Так как страх перед смертью всегда есть признак вялости вот-бытия, Ницше в противовес ему способен принять даже заурядное не-думание о смерти, легкомысленность в отношении неё — как будто её вовсе не будет. Смерть есть единственное определённое событие будущего, однако Ницше удивляется: «Как странно, что эта единственная достоверность и общность не имеет почти никакой власти над людьми», — хотя тем самым он не стремится кого-либо встряхнуть или о чём-либо напомнить: «Мне доставляет счастье», — пишет он, — «видеть, что люди совсем не желают думать о смерти! Я бы охотно добавил что-нибудь к этому, чтобы сделать им мысль о жизни ещё во сто крат достойнее размышления» (ВН, 625–626).

Превосходство над смертью обретает для Ницше свою подлинную действительность только в самоубийстве. Ницше на протяжении всей своей жизни восхвалял его как то, что достойно человека — добровольную (разумную) смерть перед недобровольной (естественной) (СЕТ, 342). «Надобно глупый физиологический факт обратить в моральную необходимость» (16, 315). Естественная смерть — это «смерть при презреннейших условиях, несвободная смерть, смерть невовремя, смерть труса. Следовало бы, из любви к жизни, желать иной смерти, свободной, сознательной, без случая, без неожиданности» (СИ, 611).

*Что нужно сделать*
Установите, согласуются ли с фрагментом о Ницше и смерти следующие утверждения: (а) Ницше удивлялся тому, что смерть почти не имеет власти над людьми; (б) Ницше стремился напомнить людям о смерти; (в) естественную смерть Ницше называл смертью труса. Для каждого утверждения ответьте «да» или «нет» и приведите решающие слова текста дословной цитатой.

*Представленные данные*
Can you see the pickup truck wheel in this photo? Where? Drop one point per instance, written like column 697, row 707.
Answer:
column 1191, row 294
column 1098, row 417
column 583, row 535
--
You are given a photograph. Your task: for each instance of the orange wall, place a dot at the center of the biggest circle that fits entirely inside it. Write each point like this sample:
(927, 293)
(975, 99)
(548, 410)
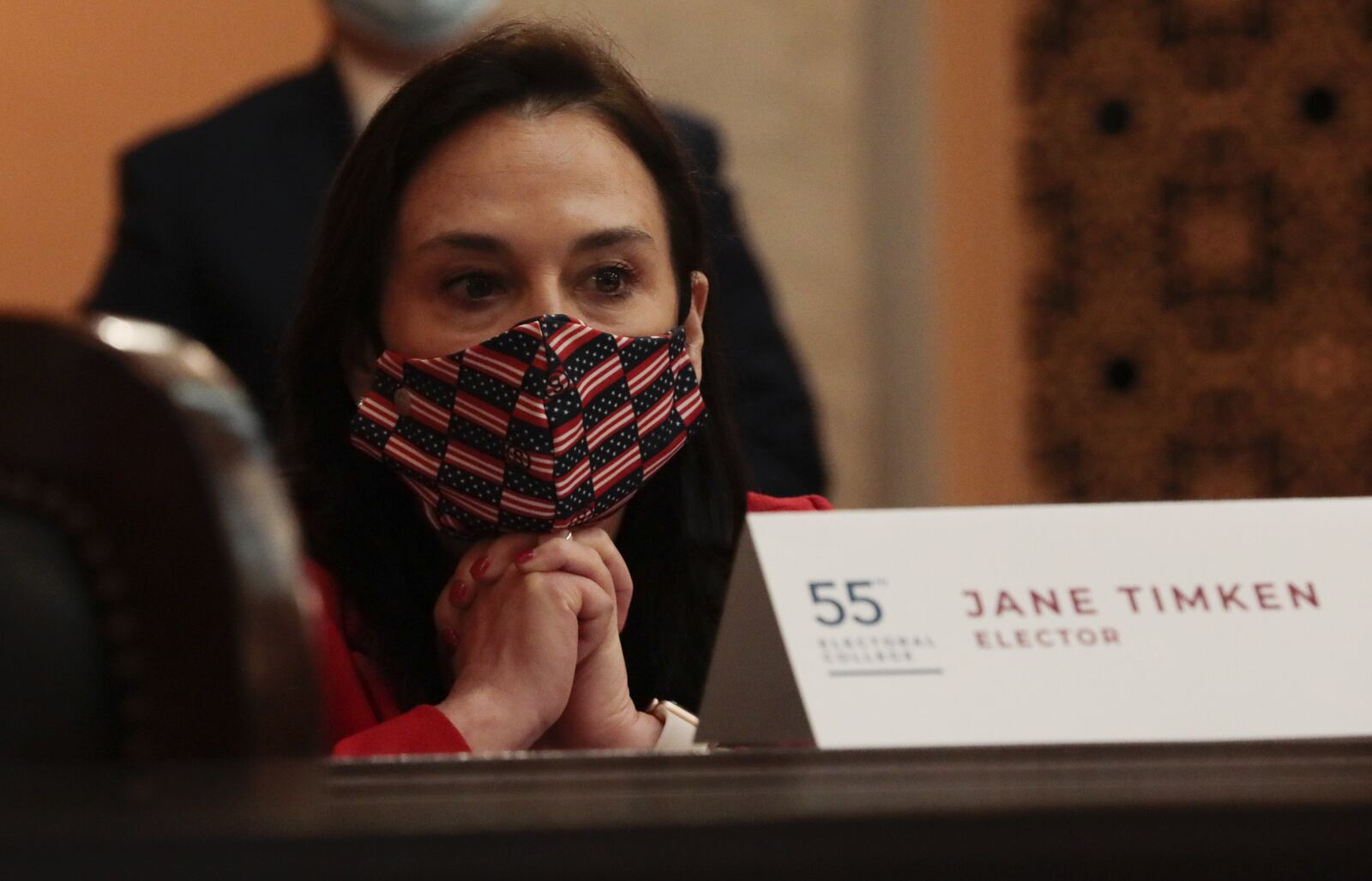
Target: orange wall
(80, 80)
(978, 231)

*Выполненное задание*
(а) Да: «Как странно, что эта единственная достоверность и общность не имеет почти никакой власти над людьми».
(б) Нет: «хотя тем самым он не стремится кого-либо встряхнуть или о чём-либо напомнить».
(в) Да: «смерть невовремя, смерть труса».